Data extract:
>> start

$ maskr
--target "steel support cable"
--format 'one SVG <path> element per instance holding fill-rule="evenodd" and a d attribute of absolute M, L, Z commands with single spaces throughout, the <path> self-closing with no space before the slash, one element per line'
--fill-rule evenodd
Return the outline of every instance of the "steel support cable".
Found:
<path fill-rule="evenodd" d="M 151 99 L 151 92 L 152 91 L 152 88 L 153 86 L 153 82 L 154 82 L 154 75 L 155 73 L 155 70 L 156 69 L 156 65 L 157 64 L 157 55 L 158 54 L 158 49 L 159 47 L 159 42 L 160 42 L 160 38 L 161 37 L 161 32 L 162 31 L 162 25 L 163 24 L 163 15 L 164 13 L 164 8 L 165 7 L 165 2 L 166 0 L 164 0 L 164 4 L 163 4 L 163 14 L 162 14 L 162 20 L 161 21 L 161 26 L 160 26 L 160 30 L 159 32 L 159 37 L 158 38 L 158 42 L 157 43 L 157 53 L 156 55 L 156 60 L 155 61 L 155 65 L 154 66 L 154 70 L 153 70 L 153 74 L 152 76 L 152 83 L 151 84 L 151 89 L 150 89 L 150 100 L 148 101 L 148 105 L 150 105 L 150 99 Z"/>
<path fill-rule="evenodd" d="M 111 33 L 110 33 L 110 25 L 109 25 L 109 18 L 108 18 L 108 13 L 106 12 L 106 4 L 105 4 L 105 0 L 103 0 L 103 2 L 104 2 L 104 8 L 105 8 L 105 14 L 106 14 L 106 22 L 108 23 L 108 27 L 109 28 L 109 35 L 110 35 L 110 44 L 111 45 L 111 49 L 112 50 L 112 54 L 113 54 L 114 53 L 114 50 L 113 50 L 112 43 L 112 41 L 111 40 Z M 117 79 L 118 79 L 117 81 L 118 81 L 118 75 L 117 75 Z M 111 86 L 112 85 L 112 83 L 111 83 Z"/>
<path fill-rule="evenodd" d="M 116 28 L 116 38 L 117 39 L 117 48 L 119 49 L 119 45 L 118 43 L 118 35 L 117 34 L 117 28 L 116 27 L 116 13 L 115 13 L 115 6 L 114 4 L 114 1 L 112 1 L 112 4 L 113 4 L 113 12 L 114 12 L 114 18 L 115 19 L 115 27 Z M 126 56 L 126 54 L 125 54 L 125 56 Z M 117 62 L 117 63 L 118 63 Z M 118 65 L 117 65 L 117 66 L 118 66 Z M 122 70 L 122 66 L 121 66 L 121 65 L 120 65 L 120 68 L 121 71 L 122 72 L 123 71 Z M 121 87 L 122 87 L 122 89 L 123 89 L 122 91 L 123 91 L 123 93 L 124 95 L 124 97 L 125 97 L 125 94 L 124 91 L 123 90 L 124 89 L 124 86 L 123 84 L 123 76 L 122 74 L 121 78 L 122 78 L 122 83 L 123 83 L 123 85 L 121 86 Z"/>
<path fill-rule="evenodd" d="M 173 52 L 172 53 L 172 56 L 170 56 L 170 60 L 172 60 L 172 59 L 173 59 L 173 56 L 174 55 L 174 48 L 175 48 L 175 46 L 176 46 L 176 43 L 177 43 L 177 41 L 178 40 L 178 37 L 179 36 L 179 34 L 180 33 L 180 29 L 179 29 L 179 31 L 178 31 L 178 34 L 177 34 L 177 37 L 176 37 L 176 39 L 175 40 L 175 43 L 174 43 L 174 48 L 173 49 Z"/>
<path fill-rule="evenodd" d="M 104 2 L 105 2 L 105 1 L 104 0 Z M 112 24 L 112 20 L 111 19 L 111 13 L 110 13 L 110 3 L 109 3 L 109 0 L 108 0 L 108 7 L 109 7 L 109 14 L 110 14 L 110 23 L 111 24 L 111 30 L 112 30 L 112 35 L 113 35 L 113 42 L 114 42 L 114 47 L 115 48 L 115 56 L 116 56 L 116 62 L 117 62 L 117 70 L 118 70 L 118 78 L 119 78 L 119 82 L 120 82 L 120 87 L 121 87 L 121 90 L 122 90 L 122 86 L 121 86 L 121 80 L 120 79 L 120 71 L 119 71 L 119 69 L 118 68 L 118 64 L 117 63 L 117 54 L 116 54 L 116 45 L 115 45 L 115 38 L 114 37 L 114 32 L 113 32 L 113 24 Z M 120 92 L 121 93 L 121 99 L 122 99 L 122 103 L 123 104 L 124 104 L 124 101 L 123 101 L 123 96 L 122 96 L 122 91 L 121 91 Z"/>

>> end

Short exercise: Please present every line of the entries above as a Markdown table with the columns Row and Line, numbering the rows and omitting any blank lines.

Exercise solution:
| Row | Line |
|---|---|
| 1 | $ maskr |
| 2 | --target "steel support cable" |
| 3 | --format 'one SVG <path> element per instance holding fill-rule="evenodd" and a d attribute of absolute M, L, Z commands with single spaces throughout, the <path> self-closing with no space before the slash, one element per line' |
| 4 | --fill-rule evenodd |
| 5 | Return the outline of every instance of the "steel support cable". |
| 6 | Found: |
| 7 | <path fill-rule="evenodd" d="M 151 99 L 151 92 L 152 91 L 152 88 L 153 86 L 153 82 L 154 82 L 154 75 L 155 73 L 155 70 L 156 69 L 156 65 L 157 64 L 157 55 L 158 54 L 158 49 L 159 47 L 159 42 L 160 42 L 160 38 L 161 37 L 161 32 L 162 31 L 162 25 L 163 24 L 163 15 L 164 13 L 164 8 L 165 7 L 165 2 L 166 0 L 164 0 L 164 4 L 163 4 L 163 14 L 162 14 L 162 20 L 161 21 L 161 26 L 160 26 L 160 30 L 159 32 L 159 37 L 158 38 L 158 42 L 157 43 L 157 53 L 156 55 L 156 60 L 155 61 L 155 65 L 154 66 L 154 70 L 153 70 L 153 74 L 152 76 L 152 83 L 151 84 L 151 89 L 150 89 L 150 100 L 148 101 L 148 105 L 150 105 L 150 99 Z"/> |
| 8 | <path fill-rule="evenodd" d="M 111 33 L 110 33 L 110 25 L 109 25 L 109 18 L 108 18 L 108 13 L 106 12 L 106 4 L 105 4 L 105 0 L 103 0 L 103 2 L 104 2 L 104 8 L 105 8 L 105 14 L 106 14 L 106 22 L 108 23 L 108 27 L 109 28 L 109 35 L 110 35 L 110 44 L 111 45 L 111 49 L 112 50 L 112 54 L 113 54 L 114 53 L 114 50 L 113 50 L 112 43 L 112 41 L 111 40 Z M 117 79 L 118 79 L 117 81 L 118 81 L 118 75 L 117 75 Z M 111 86 L 112 85 L 112 83 L 111 83 Z"/> |
| 9 | <path fill-rule="evenodd" d="M 116 28 L 116 38 L 117 39 L 117 48 L 119 49 L 119 45 L 118 43 L 118 35 L 117 34 L 117 28 L 116 27 L 116 13 L 115 13 L 115 6 L 114 4 L 114 1 L 112 1 L 112 4 L 113 4 L 113 12 L 114 12 L 114 18 L 115 19 L 115 27 Z M 126 56 L 126 54 L 125 54 L 125 56 Z M 117 62 L 117 63 L 118 63 Z M 118 65 L 117 65 L 117 66 L 118 66 Z M 122 70 L 122 66 L 121 66 L 121 65 L 120 65 L 120 68 L 121 71 L 122 72 L 123 71 Z M 121 87 L 122 87 L 122 89 L 123 89 L 122 91 L 123 91 L 123 93 L 124 95 L 124 97 L 125 97 L 125 94 L 124 91 L 123 90 L 124 89 L 124 86 L 123 84 L 123 76 L 122 74 L 121 78 L 122 78 L 122 83 L 123 83 L 123 85 L 121 86 Z"/> |
| 10 | <path fill-rule="evenodd" d="M 173 52 L 172 53 L 172 56 L 170 56 L 170 60 L 172 60 L 172 59 L 173 59 L 173 56 L 174 55 L 174 48 L 175 48 L 175 46 L 176 46 L 176 43 L 177 43 L 177 41 L 178 40 L 178 37 L 179 36 L 179 34 L 180 33 L 180 29 L 179 29 L 179 31 L 178 31 L 178 34 L 177 34 L 177 37 L 176 37 L 176 39 L 175 40 L 175 43 L 174 43 L 174 48 L 173 49 Z"/> |
| 11 | <path fill-rule="evenodd" d="M 104 2 L 105 2 L 105 1 L 104 0 Z M 112 24 L 112 20 L 111 19 L 111 13 L 110 13 L 110 3 L 109 3 L 109 0 L 108 0 L 108 7 L 109 7 L 109 14 L 110 14 L 110 23 L 111 24 L 111 30 L 112 30 L 112 35 L 113 35 L 113 42 L 114 42 L 114 47 L 115 48 L 115 56 L 116 56 L 116 62 L 117 62 L 117 70 L 118 70 L 118 78 L 119 78 L 119 82 L 120 82 L 120 87 L 121 87 L 121 90 L 122 90 L 122 86 L 121 86 L 121 80 L 120 79 L 120 71 L 119 71 L 119 69 L 118 68 L 118 64 L 117 63 L 117 54 L 116 54 L 116 45 L 115 45 L 115 38 L 114 37 L 114 32 L 113 32 L 113 24 Z M 120 92 L 121 93 L 121 99 L 122 99 L 122 103 L 123 104 L 124 104 L 124 101 L 123 101 L 123 96 L 122 96 L 122 91 L 121 91 Z"/> |